======== TEKS BACAAN ========
3. Bahwa ia menganjurkan kepada para generasi muda dari Ahlus Sunnah
pada setiap tempat untuk menyibukkan diri dengan menuntut ilmu, membaca
kitab-kitab yang bermanfa’at dan mendengarkan kaset-kaset pengajian para
ulama Ahlus Sunnah seperti Syeikh Bin Baz dan Syeikh Bin Al ‘Utsaimin,
dari pada menyibukan diri mereka dengan menelepon sifulan dan sifulan
untuk bertanya; (apa pendapat engkau tentang sifulan atau sifulan?), dan
(apa pula pandanganmu terhadap perkataan sifulan terhadap sifulan?),
dan (perkataan sifulan terhadap sifulan?).
4. Hendaknya ketika seorang penuntut ilmu bertanya tentang hal
orang-orang yang menyibukan dirinya dengan ilmu, hendaklah pertanyaan
tersebut diajukan kepada tim komisi pemberi fatwa di Riyadh untuk
bertanya tentang hal mereka tersebut, apakah mereka tersebut berhak
untuk dimintai fatwanya dan boleh menutut ilmu darinya atau tidak?, dan
barang siapa yang betul-betul tau tentang hal seseorang tersebut
hendaklah ia menulis surat kepada tim komisi pemberi fatwa tentang apa
yang diketahuinya tentang halnya untuk sebagai bahan pertimbangan dalam
hal tersebut, supaya hukum yang lahir tentang celaan dan tahziran timbul
dari badan yang bisa dipercaya fatwa mereka dalam hal menerangkan siapa
yang boleh diambil darinya ilmu dan siapa yang bisa dimintai fatwanya.
========
Jawablah pertanyaan berikut berdasarkan teks tentang menuntut ilmu di atas.
(a) Ulama Ahlus Sunnah siapa saja yang disebut sebagai contoh pemilik kaset pengajian?
(b) Kepada siapa pertanyaan tentang orang-orang yang menyibukkan diri dengan ilmu hendaknya diajukan?
(c) Apa yang hendaknya dilakukan oleh orang yang betul-betul tahu tentang hal seseorang tersebut?
======== BARIS DATA ========
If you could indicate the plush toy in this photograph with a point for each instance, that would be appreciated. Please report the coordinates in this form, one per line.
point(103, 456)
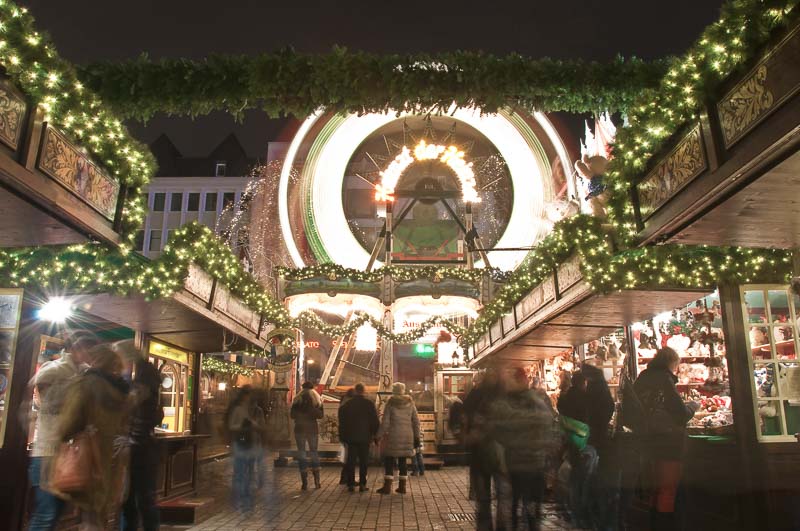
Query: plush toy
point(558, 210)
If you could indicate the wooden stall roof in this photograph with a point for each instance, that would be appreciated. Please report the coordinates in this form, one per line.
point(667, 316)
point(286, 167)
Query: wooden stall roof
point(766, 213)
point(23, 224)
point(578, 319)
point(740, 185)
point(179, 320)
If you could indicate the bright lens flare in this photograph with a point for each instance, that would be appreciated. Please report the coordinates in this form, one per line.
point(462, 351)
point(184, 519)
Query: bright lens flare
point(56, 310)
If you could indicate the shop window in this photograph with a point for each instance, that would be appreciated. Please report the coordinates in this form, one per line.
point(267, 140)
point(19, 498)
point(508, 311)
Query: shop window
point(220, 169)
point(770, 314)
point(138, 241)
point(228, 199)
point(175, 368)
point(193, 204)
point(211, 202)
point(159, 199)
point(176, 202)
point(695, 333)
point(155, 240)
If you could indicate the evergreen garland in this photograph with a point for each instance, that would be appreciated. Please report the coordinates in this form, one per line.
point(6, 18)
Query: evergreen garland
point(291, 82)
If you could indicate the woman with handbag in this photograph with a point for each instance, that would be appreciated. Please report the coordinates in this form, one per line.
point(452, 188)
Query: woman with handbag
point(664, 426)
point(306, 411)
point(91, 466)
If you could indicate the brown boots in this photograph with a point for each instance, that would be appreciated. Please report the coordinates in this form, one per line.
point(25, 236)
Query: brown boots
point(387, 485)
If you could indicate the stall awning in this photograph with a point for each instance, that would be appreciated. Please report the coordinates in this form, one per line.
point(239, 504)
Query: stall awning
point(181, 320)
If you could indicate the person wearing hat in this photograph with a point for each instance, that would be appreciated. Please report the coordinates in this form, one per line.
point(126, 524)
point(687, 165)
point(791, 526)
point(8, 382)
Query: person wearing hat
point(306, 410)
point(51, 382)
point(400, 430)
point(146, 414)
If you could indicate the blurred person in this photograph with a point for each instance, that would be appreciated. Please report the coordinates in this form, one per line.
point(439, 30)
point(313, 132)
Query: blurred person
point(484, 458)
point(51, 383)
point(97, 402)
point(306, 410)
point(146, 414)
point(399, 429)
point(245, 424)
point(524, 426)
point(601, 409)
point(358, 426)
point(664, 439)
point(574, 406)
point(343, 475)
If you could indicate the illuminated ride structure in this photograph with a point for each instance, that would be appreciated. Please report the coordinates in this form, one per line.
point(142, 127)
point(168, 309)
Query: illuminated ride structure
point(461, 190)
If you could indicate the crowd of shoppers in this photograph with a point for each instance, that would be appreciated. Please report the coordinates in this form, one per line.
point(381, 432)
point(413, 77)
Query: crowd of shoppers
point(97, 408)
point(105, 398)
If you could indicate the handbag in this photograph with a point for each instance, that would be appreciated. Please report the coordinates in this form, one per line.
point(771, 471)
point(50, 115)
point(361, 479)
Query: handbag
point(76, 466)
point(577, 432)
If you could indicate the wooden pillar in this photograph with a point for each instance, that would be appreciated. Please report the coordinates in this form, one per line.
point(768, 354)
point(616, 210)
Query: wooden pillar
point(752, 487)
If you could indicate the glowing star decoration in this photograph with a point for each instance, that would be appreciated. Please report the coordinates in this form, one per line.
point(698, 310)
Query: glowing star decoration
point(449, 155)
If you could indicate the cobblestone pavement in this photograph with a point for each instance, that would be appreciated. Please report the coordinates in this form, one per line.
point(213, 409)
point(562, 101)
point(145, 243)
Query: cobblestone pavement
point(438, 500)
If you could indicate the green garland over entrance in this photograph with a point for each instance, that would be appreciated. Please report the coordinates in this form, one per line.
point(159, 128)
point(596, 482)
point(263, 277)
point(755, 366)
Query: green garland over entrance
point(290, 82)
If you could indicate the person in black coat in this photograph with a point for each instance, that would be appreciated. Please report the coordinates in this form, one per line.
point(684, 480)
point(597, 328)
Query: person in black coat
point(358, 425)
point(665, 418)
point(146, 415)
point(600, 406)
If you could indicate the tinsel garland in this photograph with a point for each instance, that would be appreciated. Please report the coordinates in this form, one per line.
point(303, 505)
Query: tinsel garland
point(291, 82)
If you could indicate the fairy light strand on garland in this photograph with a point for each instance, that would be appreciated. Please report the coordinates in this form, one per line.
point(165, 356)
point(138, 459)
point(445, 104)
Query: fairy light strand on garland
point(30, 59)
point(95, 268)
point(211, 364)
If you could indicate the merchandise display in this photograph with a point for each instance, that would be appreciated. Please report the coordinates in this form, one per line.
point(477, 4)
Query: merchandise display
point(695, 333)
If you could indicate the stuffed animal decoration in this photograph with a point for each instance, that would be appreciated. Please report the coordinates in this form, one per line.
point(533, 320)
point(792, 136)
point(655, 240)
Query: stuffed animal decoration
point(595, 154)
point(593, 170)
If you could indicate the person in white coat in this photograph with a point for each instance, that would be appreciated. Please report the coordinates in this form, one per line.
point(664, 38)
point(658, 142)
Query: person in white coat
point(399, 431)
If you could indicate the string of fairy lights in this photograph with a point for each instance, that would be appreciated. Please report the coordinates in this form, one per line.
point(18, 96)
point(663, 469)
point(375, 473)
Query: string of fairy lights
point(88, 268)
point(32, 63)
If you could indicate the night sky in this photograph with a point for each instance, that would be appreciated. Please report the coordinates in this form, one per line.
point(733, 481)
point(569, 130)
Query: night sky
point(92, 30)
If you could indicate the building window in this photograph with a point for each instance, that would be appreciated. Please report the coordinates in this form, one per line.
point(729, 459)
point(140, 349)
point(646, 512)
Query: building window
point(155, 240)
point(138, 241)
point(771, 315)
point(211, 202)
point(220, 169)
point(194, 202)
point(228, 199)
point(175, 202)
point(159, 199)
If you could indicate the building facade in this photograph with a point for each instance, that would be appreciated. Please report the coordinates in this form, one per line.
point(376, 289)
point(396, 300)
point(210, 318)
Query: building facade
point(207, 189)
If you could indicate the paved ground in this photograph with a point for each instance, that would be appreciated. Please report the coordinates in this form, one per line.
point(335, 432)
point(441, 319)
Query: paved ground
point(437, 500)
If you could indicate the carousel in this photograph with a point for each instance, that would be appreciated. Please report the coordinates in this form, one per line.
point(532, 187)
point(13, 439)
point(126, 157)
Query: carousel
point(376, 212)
========
======== BARIS DATA ========
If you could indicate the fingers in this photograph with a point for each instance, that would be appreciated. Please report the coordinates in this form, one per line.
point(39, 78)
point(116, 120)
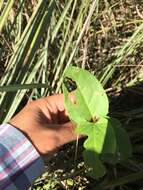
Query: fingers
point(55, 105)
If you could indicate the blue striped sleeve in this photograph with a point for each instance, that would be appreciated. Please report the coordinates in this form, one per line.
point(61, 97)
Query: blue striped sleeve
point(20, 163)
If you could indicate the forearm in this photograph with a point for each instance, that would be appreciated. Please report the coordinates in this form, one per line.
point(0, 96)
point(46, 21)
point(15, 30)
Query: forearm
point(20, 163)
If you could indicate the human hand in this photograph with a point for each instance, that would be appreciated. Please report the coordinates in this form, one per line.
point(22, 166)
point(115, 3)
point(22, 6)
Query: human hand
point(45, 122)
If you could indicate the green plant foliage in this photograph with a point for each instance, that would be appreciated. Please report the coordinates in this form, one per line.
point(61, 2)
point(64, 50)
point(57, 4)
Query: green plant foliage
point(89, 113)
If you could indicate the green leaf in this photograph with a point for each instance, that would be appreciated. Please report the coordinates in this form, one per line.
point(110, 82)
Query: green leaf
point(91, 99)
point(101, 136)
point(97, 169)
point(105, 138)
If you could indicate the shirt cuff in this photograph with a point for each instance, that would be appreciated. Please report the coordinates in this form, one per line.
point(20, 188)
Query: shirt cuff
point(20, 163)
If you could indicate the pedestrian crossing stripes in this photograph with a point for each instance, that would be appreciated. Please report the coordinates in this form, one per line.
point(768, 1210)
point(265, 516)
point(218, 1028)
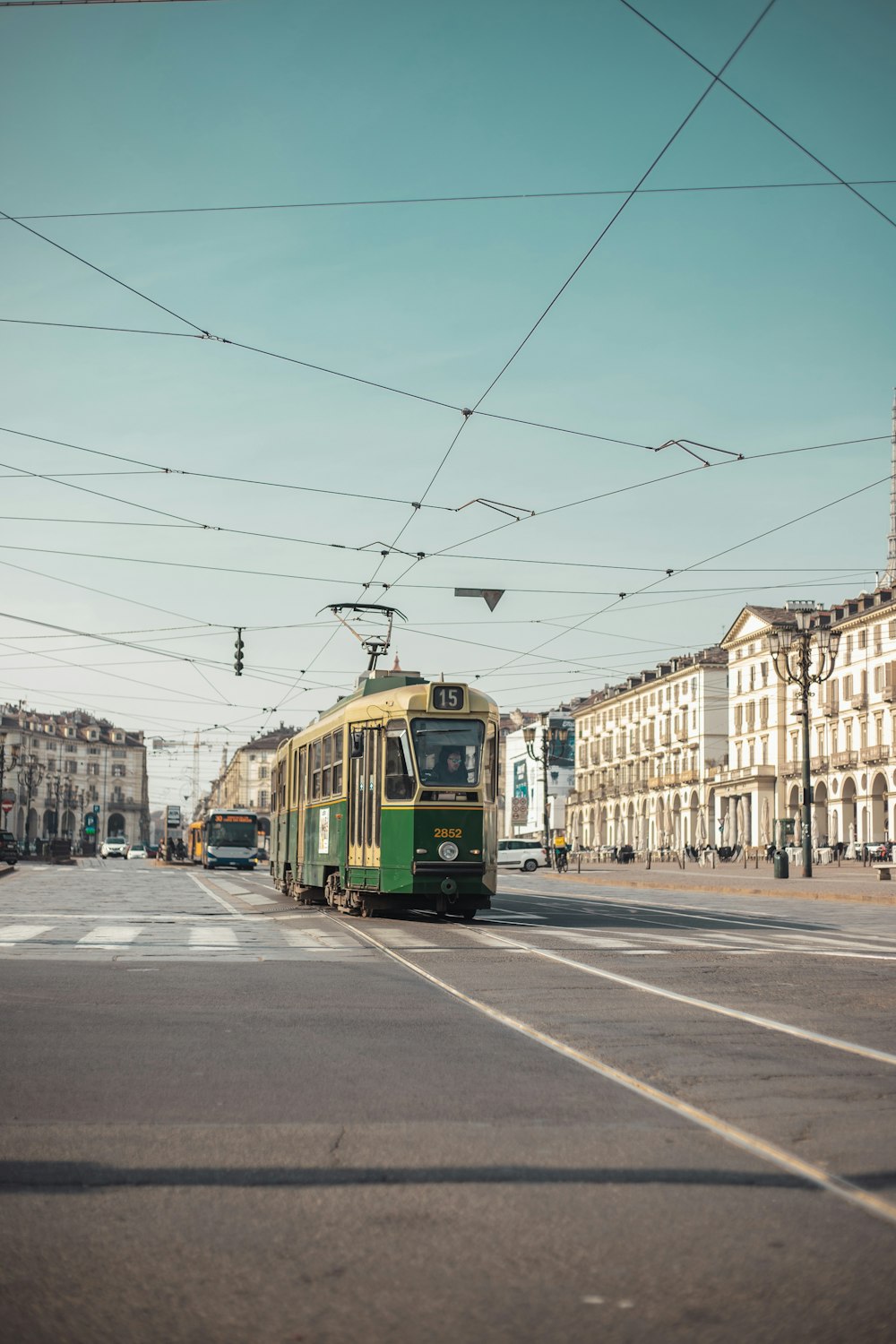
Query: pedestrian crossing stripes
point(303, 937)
========
======== BARIS DATA ========
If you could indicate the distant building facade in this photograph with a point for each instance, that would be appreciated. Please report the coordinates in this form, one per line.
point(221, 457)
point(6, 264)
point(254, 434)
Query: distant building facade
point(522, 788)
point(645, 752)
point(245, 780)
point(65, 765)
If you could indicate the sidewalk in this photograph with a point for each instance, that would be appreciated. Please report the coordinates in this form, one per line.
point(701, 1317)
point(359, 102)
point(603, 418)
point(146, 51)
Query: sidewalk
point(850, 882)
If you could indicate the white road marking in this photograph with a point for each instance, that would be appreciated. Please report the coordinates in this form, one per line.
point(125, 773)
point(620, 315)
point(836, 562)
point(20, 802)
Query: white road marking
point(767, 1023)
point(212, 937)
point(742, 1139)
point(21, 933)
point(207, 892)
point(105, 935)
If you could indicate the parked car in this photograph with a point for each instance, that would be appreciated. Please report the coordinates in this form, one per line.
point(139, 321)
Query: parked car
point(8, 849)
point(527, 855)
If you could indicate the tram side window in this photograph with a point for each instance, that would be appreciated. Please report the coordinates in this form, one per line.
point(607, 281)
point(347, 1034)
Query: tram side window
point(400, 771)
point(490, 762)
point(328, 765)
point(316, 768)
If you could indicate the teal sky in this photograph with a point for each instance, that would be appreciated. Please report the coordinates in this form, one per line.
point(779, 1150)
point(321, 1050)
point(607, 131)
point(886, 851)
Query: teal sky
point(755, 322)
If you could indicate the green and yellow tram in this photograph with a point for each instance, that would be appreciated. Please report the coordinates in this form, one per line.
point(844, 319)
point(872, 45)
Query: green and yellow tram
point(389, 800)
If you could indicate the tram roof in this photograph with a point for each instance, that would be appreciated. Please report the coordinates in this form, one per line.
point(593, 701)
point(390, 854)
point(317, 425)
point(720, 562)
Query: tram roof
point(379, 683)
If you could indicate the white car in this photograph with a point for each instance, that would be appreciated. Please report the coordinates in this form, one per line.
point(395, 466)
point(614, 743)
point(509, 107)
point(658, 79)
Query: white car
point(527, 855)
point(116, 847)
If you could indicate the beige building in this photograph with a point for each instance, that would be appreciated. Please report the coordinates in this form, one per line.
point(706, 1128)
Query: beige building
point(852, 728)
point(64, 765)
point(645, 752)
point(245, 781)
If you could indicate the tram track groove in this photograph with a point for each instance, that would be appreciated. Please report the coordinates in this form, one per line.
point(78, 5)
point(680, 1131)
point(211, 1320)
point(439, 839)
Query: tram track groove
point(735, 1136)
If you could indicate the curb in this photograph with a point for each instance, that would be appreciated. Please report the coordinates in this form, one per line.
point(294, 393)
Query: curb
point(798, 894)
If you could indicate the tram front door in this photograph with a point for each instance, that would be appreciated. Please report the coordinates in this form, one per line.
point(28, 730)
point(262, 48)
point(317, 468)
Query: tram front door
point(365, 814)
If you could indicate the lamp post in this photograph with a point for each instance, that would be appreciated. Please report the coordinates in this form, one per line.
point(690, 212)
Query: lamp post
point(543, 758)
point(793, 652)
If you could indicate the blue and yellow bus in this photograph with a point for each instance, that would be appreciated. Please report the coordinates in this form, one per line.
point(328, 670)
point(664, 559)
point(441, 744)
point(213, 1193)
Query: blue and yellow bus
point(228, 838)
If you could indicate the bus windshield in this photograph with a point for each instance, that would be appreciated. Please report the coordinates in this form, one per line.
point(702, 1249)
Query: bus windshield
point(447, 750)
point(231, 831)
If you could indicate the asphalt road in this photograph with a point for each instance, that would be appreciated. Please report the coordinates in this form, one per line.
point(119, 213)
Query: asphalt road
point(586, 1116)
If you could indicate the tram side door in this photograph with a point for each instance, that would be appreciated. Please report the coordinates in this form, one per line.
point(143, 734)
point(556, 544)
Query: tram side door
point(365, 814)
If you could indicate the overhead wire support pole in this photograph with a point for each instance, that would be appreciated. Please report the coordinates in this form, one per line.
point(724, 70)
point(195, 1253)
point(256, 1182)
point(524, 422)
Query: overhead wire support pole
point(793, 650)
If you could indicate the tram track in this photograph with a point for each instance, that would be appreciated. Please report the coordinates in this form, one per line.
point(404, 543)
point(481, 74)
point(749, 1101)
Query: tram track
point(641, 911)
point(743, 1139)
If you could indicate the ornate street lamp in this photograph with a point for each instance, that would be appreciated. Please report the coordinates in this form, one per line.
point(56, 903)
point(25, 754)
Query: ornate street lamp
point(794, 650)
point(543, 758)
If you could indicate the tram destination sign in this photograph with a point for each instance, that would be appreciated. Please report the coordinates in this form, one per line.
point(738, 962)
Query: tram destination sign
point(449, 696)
========
• JAWABAN LATIHAN
(a) Syeikh Bin Baz dan Syeikh Bin Al ‘Utsaimin.
(b) Kepada tim komisi pemberi fatwa di Riyadh.
(c) Menulis surat kepada tim komisi pemberi fatwa tentang apa yang diketahuinya mengenai hal orang itu, sebagai bahan pertimbangan.